━━━━━ Data excerpts ━━━━━

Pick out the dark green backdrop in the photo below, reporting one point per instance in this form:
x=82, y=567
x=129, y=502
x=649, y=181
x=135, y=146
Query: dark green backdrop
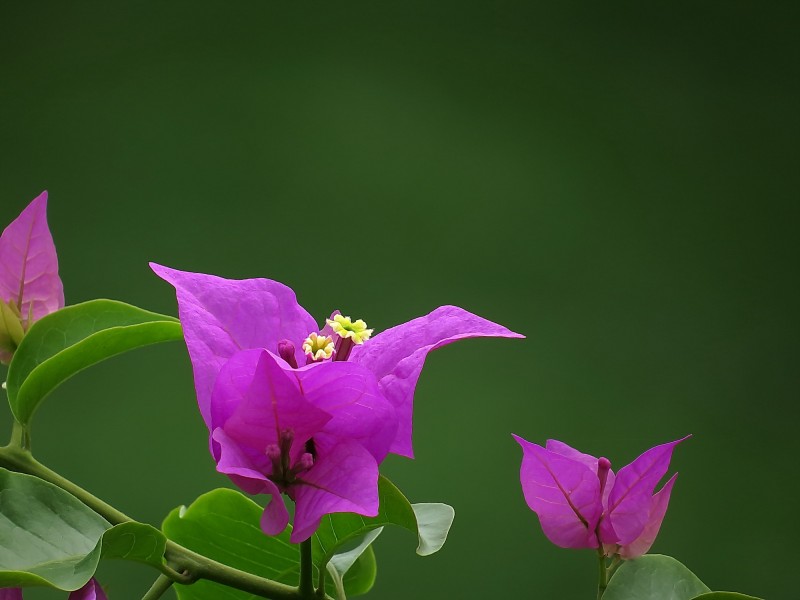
x=618, y=182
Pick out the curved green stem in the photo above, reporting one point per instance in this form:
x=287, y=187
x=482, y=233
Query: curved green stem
x=183, y=565
x=161, y=585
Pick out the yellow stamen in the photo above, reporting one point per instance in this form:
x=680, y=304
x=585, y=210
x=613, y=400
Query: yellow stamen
x=318, y=347
x=345, y=328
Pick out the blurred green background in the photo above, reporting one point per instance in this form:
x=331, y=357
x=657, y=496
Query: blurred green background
x=618, y=182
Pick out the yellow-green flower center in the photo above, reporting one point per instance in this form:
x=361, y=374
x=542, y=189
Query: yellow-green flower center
x=347, y=329
x=318, y=347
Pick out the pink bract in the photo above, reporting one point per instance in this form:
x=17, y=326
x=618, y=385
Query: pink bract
x=581, y=503
x=29, y=266
x=223, y=316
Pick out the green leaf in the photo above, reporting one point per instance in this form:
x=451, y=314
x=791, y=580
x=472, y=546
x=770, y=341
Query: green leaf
x=135, y=541
x=50, y=538
x=225, y=525
x=47, y=536
x=430, y=522
x=73, y=338
x=340, y=565
x=724, y=596
x=654, y=577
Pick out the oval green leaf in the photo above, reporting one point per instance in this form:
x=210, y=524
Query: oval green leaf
x=73, y=338
x=47, y=536
x=135, y=541
x=724, y=596
x=50, y=538
x=224, y=525
x=654, y=577
x=429, y=521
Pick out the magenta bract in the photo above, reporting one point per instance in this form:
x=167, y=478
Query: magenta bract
x=316, y=433
x=30, y=287
x=581, y=503
x=291, y=412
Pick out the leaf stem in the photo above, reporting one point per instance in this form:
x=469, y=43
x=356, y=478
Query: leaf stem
x=306, y=588
x=321, y=582
x=602, y=573
x=161, y=585
x=183, y=565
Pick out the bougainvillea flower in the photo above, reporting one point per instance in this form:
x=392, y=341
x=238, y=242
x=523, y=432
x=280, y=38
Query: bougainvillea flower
x=91, y=591
x=581, y=503
x=316, y=433
x=30, y=286
x=222, y=316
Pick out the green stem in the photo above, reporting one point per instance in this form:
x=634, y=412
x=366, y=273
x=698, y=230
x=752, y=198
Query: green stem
x=602, y=573
x=321, y=583
x=183, y=565
x=161, y=585
x=306, y=588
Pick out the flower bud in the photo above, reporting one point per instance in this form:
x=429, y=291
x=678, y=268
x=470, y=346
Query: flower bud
x=286, y=352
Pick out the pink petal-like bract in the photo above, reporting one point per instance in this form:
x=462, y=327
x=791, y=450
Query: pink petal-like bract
x=563, y=492
x=630, y=499
x=29, y=265
x=396, y=357
x=658, y=508
x=222, y=316
x=246, y=470
x=265, y=399
x=344, y=479
x=351, y=395
x=91, y=591
x=330, y=415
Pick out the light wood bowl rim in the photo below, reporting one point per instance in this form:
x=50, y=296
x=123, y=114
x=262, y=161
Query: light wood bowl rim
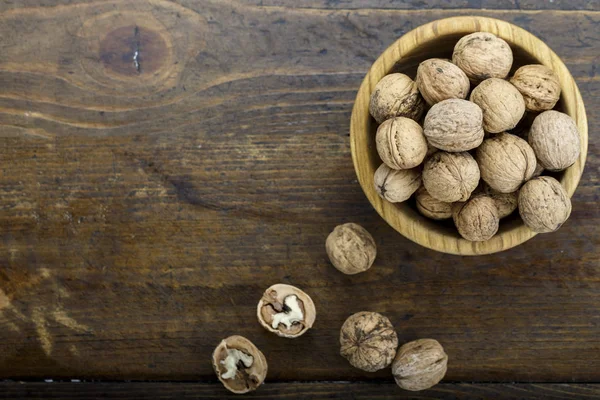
x=409, y=223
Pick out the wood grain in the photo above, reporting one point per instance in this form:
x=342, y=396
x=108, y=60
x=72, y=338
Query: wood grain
x=143, y=214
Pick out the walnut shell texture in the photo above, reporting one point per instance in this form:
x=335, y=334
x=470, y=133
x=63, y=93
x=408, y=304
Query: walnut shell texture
x=439, y=80
x=454, y=125
x=273, y=302
x=477, y=219
x=368, y=341
x=451, y=177
x=351, y=248
x=555, y=140
x=401, y=143
x=250, y=378
x=420, y=364
x=502, y=104
x=396, y=186
x=483, y=55
x=396, y=95
x=506, y=162
x=539, y=86
x=544, y=204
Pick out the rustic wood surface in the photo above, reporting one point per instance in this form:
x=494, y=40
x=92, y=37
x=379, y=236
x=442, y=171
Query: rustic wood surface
x=147, y=201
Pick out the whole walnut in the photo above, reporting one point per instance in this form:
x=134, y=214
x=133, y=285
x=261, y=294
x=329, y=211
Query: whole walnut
x=351, y=249
x=505, y=161
x=454, y=125
x=502, y=104
x=400, y=143
x=555, y=140
x=431, y=207
x=394, y=185
x=477, y=219
x=439, y=80
x=539, y=86
x=368, y=341
x=544, y=204
x=420, y=364
x=396, y=95
x=482, y=55
x=450, y=177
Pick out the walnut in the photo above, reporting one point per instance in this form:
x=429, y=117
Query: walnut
x=539, y=86
x=420, y=364
x=431, y=207
x=454, y=125
x=400, y=143
x=555, y=140
x=502, y=104
x=482, y=55
x=505, y=161
x=396, y=186
x=286, y=311
x=351, y=249
x=239, y=365
x=439, y=80
x=396, y=95
x=450, y=177
x=477, y=219
x=368, y=341
x=544, y=204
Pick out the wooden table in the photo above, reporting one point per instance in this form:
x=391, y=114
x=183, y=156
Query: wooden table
x=163, y=162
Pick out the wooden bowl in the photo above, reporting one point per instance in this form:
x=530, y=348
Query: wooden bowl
x=437, y=39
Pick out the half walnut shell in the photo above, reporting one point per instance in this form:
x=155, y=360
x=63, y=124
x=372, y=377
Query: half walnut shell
x=286, y=311
x=246, y=368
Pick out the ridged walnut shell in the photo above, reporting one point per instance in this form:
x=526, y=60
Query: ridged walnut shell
x=539, y=86
x=351, y=248
x=394, y=185
x=273, y=302
x=506, y=162
x=420, y=364
x=248, y=379
x=555, y=140
x=396, y=95
x=400, y=143
x=483, y=55
x=544, y=204
x=368, y=341
x=454, y=125
x=451, y=177
x=502, y=104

━━━━━

What is needed:
Keep the pictures out of your copy, and repeat every entry above exactly.

Answer to the problem:
Pick out the dark green backdrop in the photo below, reporting one point per instance in this form:
x=82, y=567
x=129, y=502
x=649, y=181
x=135, y=146
Query: dark green backdrop
x=618, y=182
Pick out the curved green stem in the photo above, reporting one point per instance in this form:
x=287, y=187
x=482, y=233
Query: curved green stem
x=183, y=565
x=161, y=585
Pick out the yellow stamen in the photo above, reporting one point per instance in this form:
x=680, y=304
x=585, y=210
x=613, y=400
Query: yellow stamen
x=318, y=347
x=345, y=328
Pick out the blurred green background in the photo above, reporting one point per instance in this form:
x=331, y=357
x=657, y=496
Query: blurred green background
x=618, y=182
Pick out the yellow-green flower center in the photo above, reporting one point per instance in this form:
x=361, y=374
x=542, y=189
Query: yellow-green flower center
x=347, y=329
x=318, y=347
Pick out the pink bract in the photo above, reporting one point per instance in this form:
x=17, y=326
x=618, y=385
Query: pink bract
x=581, y=503
x=29, y=266
x=223, y=316
Pick out the green leaf in the photo above, reporting one point per instance in this form:
x=451, y=314
x=791, y=580
x=472, y=546
x=770, y=341
Query: green leaf
x=135, y=541
x=50, y=538
x=225, y=525
x=47, y=536
x=430, y=522
x=73, y=338
x=340, y=565
x=724, y=596
x=654, y=577
Pick out the oval green leaf in the photo above, reporting one point per instance in this form:
x=210, y=524
Query: oval green leaf
x=73, y=338
x=47, y=536
x=135, y=541
x=724, y=596
x=50, y=538
x=224, y=525
x=654, y=577
x=429, y=521
Pick out the magenta bract in the photo above, reporting one point per instance in this form:
x=167, y=478
Query: magenta bract
x=316, y=433
x=30, y=287
x=581, y=503
x=291, y=412
Pick out the leaf stem in the photo above, reporting one point per instance in this form:
x=469, y=43
x=356, y=478
Query: leaf stem
x=306, y=588
x=321, y=582
x=602, y=573
x=161, y=585
x=183, y=565
Pick out the bougainvillea flower in the photo above, reporting one point per instance in this form:
x=392, y=341
x=238, y=242
x=523, y=432
x=280, y=38
Query: bougainvillea flower
x=91, y=591
x=581, y=503
x=316, y=433
x=30, y=286
x=222, y=316
Pick out the green stem in the photo above, reporting one point per instance in this form:
x=634, y=412
x=366, y=273
x=698, y=230
x=752, y=198
Query: green stem
x=602, y=573
x=321, y=583
x=183, y=565
x=161, y=585
x=306, y=588
Pick out the flower bud in the photo above, reporting one point per instance in this form:
x=429, y=291
x=678, y=268
x=470, y=346
Query: flower bud
x=286, y=352
Pick out the pink petal-like bract in the photo above, reporting one point per instance in this form:
x=462, y=327
x=791, y=450
Query: pink petal-like bract
x=563, y=492
x=630, y=499
x=29, y=265
x=396, y=357
x=658, y=508
x=222, y=316
x=246, y=470
x=265, y=399
x=344, y=479
x=351, y=395
x=91, y=591
x=330, y=415
Pick out the light wood bowl rim in the photo below, reporting one point per instance in this form:
x=50, y=296
x=123, y=114
x=262, y=161
Query: light wood bowl rim
x=409, y=223
Pick out the wood grain in the photo above, reporting one point per instance in this form:
x=342, y=396
x=108, y=60
x=72, y=338
Query: wood grain
x=143, y=214
Pick out the walnut shell texture in the photo above, reporting one point per instance in this form:
x=335, y=334
x=470, y=133
x=63, y=93
x=408, y=304
Query: walnut shell texture
x=439, y=80
x=454, y=125
x=273, y=302
x=477, y=219
x=368, y=341
x=451, y=177
x=351, y=248
x=555, y=140
x=401, y=143
x=250, y=378
x=420, y=364
x=502, y=104
x=396, y=186
x=483, y=55
x=396, y=95
x=506, y=162
x=539, y=86
x=544, y=204
Pick out the rustic wood surface in the photo above, reporting one point per instance in this form:
x=494, y=40
x=92, y=37
x=379, y=236
x=442, y=171
Query: rustic wood surface
x=147, y=201
Pick out the whole walnut in the photo above, reporting one point per instance in this form:
x=134, y=214
x=133, y=285
x=261, y=294
x=329, y=211
Query: whole walnut
x=351, y=249
x=505, y=161
x=454, y=125
x=502, y=104
x=400, y=143
x=555, y=140
x=431, y=207
x=394, y=185
x=477, y=219
x=439, y=80
x=539, y=86
x=368, y=341
x=544, y=204
x=420, y=364
x=396, y=95
x=482, y=55
x=450, y=177
Pick out the walnut in the photo above, reporting one point per instance in this form:
x=429, y=117
Query: walnut
x=539, y=86
x=420, y=364
x=431, y=207
x=454, y=125
x=400, y=143
x=555, y=140
x=502, y=104
x=482, y=55
x=505, y=161
x=396, y=186
x=286, y=311
x=351, y=249
x=239, y=365
x=439, y=80
x=396, y=95
x=450, y=177
x=477, y=219
x=368, y=341
x=544, y=204
Pick out the wooden table in the photo above, reporting one point per instance in this form:
x=391, y=114
x=183, y=156
Query: wooden table
x=163, y=162
Pick out the wooden bowl in the photo above, reporting one point per instance in this form:
x=530, y=348
Query: wooden bowl
x=437, y=39
Pick out the half walnut shell in the photo above, reporting one point per instance in this form:
x=155, y=360
x=63, y=124
x=372, y=377
Query: half walnut shell
x=286, y=311
x=246, y=368
Pick out the ridged walnut shell in the photo above, reporting one point per instance in this form:
x=526, y=60
Query: ridged walnut shell
x=539, y=86
x=351, y=248
x=394, y=185
x=273, y=302
x=506, y=162
x=420, y=364
x=248, y=379
x=555, y=140
x=396, y=95
x=400, y=143
x=483, y=55
x=544, y=204
x=368, y=341
x=454, y=125
x=451, y=177
x=502, y=104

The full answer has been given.